**Extracted records:**
□ □ □ □

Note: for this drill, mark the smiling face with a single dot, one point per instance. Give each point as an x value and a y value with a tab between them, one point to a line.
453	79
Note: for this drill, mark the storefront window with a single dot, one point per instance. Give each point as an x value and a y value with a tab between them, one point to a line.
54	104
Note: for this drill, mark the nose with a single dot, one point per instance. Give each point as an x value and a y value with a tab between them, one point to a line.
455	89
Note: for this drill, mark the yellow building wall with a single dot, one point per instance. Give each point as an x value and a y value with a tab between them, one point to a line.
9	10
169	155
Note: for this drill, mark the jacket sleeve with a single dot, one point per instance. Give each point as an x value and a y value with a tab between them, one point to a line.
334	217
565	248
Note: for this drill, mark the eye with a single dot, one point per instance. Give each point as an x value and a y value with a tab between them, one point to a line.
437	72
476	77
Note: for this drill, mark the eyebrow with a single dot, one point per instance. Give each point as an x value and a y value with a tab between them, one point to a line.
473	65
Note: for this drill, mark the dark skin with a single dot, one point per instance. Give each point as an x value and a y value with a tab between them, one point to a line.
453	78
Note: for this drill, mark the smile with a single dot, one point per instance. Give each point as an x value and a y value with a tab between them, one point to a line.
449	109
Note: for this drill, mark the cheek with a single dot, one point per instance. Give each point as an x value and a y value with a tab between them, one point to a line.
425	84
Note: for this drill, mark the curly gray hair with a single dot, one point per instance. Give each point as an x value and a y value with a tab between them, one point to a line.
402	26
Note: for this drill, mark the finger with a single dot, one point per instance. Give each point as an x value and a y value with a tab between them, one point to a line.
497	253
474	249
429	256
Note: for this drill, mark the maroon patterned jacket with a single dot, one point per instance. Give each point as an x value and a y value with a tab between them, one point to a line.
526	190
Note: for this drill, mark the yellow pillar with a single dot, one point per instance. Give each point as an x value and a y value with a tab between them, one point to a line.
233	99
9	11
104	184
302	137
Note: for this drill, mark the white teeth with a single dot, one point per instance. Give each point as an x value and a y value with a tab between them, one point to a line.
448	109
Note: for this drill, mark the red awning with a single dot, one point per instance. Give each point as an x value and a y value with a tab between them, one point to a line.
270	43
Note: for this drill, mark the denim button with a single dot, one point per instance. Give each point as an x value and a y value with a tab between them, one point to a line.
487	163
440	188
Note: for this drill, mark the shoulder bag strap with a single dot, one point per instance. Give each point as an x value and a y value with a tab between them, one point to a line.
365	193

□ □ □ □

**TASK TO CARRY OUT:**
Please type the entries above out again exactly.

**EXERCISE RESULT:**
Note: for this drill, mark the smiling face with a single dot, one point per instance. Give each point as an x value and a y value with a tab between them, one point to a line.
453	79
Note: for this drill, mark the storefront window with a single dot, one point per instance. Give each point as an x value and a y value with a tab between them, one point to a line.
54	104
Note: for this drill, mark the nose with a single dot, one point per instance. Give each point as an x value and a y value with a tab between them, one point to a line.
455	89
Note: for this drill, mark the yellow building wall with a single dot, one point per instance. Give each point as an x value and a y value with a tab between them, one point to a line.
9	10
169	155
Note: for this drill, mark the jacket sleeve with a single dot, one point per instance. Give each point as an x value and a y value with a tab between them, one point to a line.
334	217
565	248
Note: for this drill, mark the eye with a single dot, one point per instance. Give each point as an x value and a y value with a tab between them, one point to a line.
437	72
476	77
Note: for this drill, mark the eyebrow with a single dot, one point per instance. Give each point as an x value and a y value with a tab between them, one point to a line.
473	65
Note: for this drill, mark the dark skin with a single dot, one point per instance. Give each point as an x value and a y value with a tab between them, one point to a line.
453	78
Note: for this drill, mark the smile with a single dot, one point per instance. Give each point as an x value and a y value with a tab between them, one point to a line.
449	109
Note: for this drill, mark the cheek with a single dot, one point per instance. Give each point as an x value and a y value with a tab between them, one point to a line.
425	84
Note: for this drill, mark the curly gray hair with a single dot, one point per instance. Give each point as an x value and a y value with a tab between them, one point to a line.
402	26
Note: for this drill, mark the finger with a single dot, one point per instance. Give each point as an x value and a y value with a tab between them, one point to a line.
497	253
474	249
429	256
Note: for this drill, mark the maroon patterned jacket with a single dot, one point per instance. Give each point as an x value and a y value with a tab between them, one point to a line.
526	190
Note: for this drill, mark the yellow pillar with a single dot, one point per instance. Give each point as an x value and a y value with a tab between them, one point to a line.
233	99
9	11
104	184
302	137
Note: for this drill, mark the white teeth with a single dot, one point per instance. Give each point as an x value and a y value with a tab between them, one point to a line.
448	109
Note: for this drill, mark the red awning with a single dot, one point per instance. Give each point as an x value and a y value with a tab between them, one point to a line.
270	43
Note: for this drill, mark the denim button with a single dot, one point per instance. Give each point as an x value and a y value with a tab between them, one point to a line.
487	163
440	188
Note: for this drill, mark the shoulder bag strap with a single dot, one point per instance. Give each point as an x value and a y value with a tab between them, one point to a line.
365	193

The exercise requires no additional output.